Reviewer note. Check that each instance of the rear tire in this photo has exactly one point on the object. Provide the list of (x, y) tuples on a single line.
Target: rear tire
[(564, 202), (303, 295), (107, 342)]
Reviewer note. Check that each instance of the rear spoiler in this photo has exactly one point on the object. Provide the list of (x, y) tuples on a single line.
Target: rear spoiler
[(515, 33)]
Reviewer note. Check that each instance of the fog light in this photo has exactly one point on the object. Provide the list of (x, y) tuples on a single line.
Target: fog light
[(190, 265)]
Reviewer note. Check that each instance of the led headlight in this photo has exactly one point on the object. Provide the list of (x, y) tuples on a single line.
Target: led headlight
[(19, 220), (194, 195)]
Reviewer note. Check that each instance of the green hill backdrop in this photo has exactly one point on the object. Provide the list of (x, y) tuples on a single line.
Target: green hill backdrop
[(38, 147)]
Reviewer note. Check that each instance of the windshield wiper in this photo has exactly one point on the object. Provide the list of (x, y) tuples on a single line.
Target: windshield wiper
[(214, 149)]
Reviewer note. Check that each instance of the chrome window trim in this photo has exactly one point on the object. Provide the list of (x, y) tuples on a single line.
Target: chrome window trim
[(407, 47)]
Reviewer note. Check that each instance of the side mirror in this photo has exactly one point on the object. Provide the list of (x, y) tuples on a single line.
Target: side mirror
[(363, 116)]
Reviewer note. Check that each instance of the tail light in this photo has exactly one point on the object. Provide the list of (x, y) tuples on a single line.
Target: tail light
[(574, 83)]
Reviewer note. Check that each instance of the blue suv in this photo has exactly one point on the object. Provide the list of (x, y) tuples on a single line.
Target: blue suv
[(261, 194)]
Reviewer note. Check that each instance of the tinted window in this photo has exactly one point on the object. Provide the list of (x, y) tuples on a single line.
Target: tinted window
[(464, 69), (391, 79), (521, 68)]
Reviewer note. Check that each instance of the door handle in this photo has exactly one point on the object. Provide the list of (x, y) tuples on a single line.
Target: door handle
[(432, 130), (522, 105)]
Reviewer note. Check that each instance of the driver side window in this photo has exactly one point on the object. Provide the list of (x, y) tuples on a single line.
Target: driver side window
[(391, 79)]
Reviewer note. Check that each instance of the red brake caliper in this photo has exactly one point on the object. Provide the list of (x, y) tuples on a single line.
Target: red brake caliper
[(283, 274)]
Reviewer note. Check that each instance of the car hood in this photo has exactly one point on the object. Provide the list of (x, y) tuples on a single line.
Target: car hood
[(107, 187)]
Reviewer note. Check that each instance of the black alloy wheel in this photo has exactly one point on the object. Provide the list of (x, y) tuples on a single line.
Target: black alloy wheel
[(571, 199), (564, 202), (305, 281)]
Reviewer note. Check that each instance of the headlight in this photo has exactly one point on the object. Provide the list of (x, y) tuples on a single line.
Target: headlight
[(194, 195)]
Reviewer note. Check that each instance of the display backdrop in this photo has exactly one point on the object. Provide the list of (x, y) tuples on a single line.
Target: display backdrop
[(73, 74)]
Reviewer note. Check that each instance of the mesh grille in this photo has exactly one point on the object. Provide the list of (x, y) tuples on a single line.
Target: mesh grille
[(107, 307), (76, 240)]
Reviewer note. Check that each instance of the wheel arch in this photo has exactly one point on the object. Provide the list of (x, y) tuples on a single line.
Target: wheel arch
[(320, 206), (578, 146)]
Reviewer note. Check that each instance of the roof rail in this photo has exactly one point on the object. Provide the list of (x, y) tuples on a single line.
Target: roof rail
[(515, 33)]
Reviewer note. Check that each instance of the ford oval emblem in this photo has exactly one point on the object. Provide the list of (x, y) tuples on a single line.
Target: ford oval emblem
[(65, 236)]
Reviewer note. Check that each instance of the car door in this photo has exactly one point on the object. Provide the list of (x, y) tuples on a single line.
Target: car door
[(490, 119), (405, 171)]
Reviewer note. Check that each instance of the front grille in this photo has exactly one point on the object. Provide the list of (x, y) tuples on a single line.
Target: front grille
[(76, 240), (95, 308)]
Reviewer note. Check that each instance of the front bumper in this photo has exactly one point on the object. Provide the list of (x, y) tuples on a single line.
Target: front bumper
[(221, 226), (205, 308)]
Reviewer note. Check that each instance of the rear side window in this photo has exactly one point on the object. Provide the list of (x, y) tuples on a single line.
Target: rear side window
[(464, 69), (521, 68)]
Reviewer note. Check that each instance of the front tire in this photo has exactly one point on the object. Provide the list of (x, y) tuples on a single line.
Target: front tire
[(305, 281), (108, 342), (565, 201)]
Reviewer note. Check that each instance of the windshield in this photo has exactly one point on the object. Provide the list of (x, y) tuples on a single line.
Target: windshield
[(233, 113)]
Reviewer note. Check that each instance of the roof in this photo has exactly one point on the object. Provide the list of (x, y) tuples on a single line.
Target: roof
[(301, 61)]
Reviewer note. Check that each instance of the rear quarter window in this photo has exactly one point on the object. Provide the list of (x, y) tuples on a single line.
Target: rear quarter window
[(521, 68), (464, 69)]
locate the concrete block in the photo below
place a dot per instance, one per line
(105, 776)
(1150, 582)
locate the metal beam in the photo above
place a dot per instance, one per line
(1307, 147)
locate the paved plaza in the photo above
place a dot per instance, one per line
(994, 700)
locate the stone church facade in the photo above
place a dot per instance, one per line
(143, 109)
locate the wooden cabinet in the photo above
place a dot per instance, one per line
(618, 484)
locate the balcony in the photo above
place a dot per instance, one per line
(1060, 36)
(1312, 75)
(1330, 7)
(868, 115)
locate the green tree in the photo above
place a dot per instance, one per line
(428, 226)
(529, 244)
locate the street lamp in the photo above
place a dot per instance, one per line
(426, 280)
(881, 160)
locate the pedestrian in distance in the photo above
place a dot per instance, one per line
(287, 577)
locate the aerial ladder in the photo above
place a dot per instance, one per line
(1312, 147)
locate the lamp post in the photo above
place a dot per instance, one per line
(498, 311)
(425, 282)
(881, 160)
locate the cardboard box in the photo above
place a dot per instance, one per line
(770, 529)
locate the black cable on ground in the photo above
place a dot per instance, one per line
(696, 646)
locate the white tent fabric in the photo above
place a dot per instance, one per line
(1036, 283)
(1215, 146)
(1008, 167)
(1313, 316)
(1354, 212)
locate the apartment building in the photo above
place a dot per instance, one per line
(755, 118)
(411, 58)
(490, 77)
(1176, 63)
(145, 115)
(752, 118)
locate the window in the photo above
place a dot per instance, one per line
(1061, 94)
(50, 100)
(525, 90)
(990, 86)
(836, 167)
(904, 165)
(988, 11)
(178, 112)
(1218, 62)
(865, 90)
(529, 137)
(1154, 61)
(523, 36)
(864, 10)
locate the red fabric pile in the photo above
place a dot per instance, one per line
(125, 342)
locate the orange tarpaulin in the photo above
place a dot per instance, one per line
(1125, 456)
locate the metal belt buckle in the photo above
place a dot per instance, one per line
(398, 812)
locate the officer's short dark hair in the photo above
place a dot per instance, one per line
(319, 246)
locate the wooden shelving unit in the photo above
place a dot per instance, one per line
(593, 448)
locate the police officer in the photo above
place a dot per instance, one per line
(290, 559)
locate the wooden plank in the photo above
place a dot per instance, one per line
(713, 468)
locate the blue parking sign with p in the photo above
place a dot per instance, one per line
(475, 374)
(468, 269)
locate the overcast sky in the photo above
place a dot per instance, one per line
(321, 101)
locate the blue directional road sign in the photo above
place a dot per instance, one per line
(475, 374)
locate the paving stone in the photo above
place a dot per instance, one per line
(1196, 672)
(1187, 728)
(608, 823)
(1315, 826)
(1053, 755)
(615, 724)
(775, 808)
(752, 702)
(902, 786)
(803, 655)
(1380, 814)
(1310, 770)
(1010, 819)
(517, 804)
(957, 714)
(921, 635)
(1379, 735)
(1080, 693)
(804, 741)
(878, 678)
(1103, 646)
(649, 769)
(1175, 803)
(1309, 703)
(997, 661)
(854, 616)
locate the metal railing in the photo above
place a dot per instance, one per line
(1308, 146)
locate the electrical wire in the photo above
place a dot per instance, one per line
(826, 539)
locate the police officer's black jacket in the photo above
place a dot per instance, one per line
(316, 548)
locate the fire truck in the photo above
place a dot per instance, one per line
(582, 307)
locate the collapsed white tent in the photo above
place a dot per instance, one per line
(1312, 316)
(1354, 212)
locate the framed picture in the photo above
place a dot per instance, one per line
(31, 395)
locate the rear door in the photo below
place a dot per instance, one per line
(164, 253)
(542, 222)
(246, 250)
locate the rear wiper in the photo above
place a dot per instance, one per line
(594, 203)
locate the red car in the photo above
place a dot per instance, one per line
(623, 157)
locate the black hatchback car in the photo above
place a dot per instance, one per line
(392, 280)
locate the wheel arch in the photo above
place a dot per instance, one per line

◇ ◇ ◇ ◇ ◇

> [INSTRUCTIONS FOR THE TASK]:
Recast the lines above as a numbered list, from the first line through the line containing "[(363, 116)]", with both ends included and blank lines left out.

> [WRITTEN REPLY]:
1. Reviewer note. Check that each instance of the rear tire in this photo has exactly one point on the object. Provide the list of (x, y) tuples on a single line.
2. Target: rear tire
3. [(564, 202), (303, 295), (107, 342)]
4. Reviewer note. Check that each instance of the rear spoiler in this photo has exactly one point on the object. Provide the list of (x, y) tuples on a single line.
5. Target: rear spoiler
6. [(515, 33)]
7. Reviewer note. Check that each instance of the fog light in this photo has exactly one point on the object. Provide the list of (x, y) tuples on a single line.
8. Target: fog light
9. [(190, 265)]
10. Reviewer note. Check that each instance of the led headlight in this photo has exactly one point on the object. Provide the list of (x, y) tuples on a single line.
11. Target: led headlight
12. [(19, 220), (194, 195)]
13. Reviewer note. Check that each instance of the green hill backdrop in this photo has exactly one point on the object. Provide the list of (x, y) tuples on a single line.
14. Target: green hill backdrop
15. [(38, 147)]
16. Reviewer note. Check that each instance of the windshield wiper in this photo has exactly one point on the object. Provide the list of (x, y) tuples on a single line.
17. Target: windshield wiper
18. [(214, 149)]
19. Reviewer note. Check that each instance of the chrome window trim in this photo has exactly one point on the object. Provide the list of (x, y) tuples on a single line.
20. Target: chrome window trim
21. [(407, 47)]
22. Reviewer note. Check that each instance of the side mirror in this photo has exactly one point on the object. Provide the list of (x, y) tuples on a single line.
23. Target: side mirror
24. [(363, 116)]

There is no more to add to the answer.